+++ Source material +++

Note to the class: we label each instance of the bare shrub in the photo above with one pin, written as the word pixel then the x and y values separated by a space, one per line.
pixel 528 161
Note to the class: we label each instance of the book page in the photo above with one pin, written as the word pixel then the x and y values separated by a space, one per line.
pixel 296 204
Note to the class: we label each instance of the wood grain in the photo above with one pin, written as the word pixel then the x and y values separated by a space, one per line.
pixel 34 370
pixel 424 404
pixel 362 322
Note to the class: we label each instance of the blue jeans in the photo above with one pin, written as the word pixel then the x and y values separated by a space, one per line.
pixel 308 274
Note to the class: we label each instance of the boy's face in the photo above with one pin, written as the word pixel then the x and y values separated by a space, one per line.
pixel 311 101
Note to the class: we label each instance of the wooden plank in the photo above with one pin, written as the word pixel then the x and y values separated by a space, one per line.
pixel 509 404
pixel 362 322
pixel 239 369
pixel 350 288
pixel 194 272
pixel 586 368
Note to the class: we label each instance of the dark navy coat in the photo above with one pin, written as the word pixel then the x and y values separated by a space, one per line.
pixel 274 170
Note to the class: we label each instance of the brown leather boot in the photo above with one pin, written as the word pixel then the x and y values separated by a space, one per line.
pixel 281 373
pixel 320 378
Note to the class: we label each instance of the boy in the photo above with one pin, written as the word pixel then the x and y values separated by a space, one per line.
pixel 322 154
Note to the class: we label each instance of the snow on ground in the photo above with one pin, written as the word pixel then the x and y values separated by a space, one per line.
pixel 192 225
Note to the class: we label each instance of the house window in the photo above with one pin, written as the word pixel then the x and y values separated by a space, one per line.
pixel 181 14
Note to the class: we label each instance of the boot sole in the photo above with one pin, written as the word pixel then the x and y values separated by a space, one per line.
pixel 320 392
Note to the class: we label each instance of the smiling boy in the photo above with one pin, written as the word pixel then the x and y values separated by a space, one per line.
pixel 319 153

+++

| What you should do |
Would you return all of the data exactly as given?

| Result for this exercise |
Note to the class: we label each instance of the bare shrub in the photo above with one pin, written as the word pixel then the x and y values separated by a space, one per line.
pixel 528 161
Note to the class: we label each instance of the book page in the photo above with one pin, written as the word pixel then the x and y values separated by a space, one per line.
pixel 296 204
Note to the class: we label each instance of the wood grain in the photo above with one pin, written as the word pixel then the x and y values separated by a space, one per line.
pixel 34 370
pixel 424 404
pixel 362 322
Note to the class: we label each instance of the blue jeans in the photo above with one pin, written as the word pixel then the x and y values separated by a space, one per line.
pixel 308 274
Note to the class: we label each instance of the boy's face in the photo above with one pin, written as the word pixel then the x and y values separated by a space, one per line.
pixel 311 101
Note to the class: we label each instance of the wooden plank in the photo above with one pin, written as the word pixel then the x and y values separated by a space, one per line.
pixel 509 404
pixel 362 322
pixel 239 369
pixel 350 288
pixel 194 272
pixel 586 368
Note to the class: we label each instance of the dark navy coat in the photo above with one pin, written as the word pixel then the x and y values separated by a space, one per line.
pixel 274 170
Note to the class: we label each instance of the brown leather boot in the photo above with one pin, written as the word pixel then the x and y values separated by a space, one per line.
pixel 281 373
pixel 320 378
Note to the class: we label each instance of the boy in the photo above with one pin, written as the word pixel then the x and y values separated by a space, one per line.
pixel 322 154
Note to the class: we label each instance of the snow on ground in the photo above with one pin, written as the word pixel then the x and y values separated by a space, one per line.
pixel 192 225
Note to the class: we label each instance of the house window in the photo above with one pin, written as the word pixel then the x and y values separated by a space, one per line.
pixel 181 14
Note to the class: we label each instance of the boot sole in the photo above with one pin, written as the word pixel then the x and y values separated by a space, one per line.
pixel 320 392
Note to the class: we label each instance of the smiling boy in the photo above with one pin, written as the word pixel then the x and y values separated by a space, one per line.
pixel 319 153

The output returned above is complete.